● EXERCISE OBJECTIVE: Could you please find each line in the records that contains the word "white" and copy it?

● EXCERPTED RECORDS:

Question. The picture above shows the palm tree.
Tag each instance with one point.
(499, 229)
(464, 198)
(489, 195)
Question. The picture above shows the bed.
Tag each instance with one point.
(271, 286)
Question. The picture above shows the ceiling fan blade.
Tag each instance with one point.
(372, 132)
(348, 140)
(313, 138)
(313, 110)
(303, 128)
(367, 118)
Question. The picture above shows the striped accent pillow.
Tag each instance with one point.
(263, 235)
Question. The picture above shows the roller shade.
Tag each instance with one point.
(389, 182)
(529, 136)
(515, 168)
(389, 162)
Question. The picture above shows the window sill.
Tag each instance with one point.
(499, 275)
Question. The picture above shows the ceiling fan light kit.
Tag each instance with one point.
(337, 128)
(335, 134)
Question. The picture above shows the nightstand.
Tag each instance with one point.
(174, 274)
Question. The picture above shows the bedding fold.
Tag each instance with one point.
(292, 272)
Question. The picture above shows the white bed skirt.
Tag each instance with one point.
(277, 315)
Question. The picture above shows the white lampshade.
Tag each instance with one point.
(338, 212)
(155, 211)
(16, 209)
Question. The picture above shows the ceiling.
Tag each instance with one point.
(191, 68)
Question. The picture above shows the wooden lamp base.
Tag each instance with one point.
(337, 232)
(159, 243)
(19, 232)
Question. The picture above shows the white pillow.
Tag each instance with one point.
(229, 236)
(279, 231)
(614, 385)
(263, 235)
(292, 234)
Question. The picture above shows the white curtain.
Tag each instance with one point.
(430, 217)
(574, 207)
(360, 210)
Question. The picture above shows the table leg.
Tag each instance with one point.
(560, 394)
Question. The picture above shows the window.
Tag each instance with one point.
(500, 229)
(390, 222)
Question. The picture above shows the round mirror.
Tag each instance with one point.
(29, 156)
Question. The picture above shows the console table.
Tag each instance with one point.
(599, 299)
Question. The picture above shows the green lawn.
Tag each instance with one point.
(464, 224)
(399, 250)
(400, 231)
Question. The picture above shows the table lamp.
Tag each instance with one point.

--

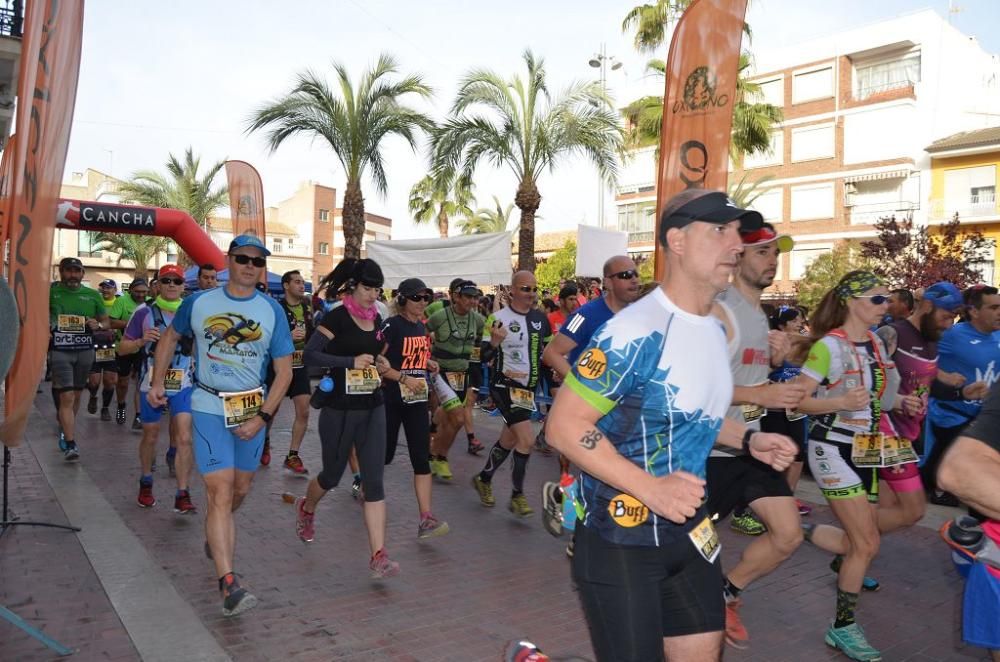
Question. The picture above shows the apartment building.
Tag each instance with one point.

● THE ANSWER:
Question. The picture above shows the white bed skirt.
Question. The picture above shows the white lampshade.
Question. The picture above shows the white pillow.
Question. The picture above shows the white curtain.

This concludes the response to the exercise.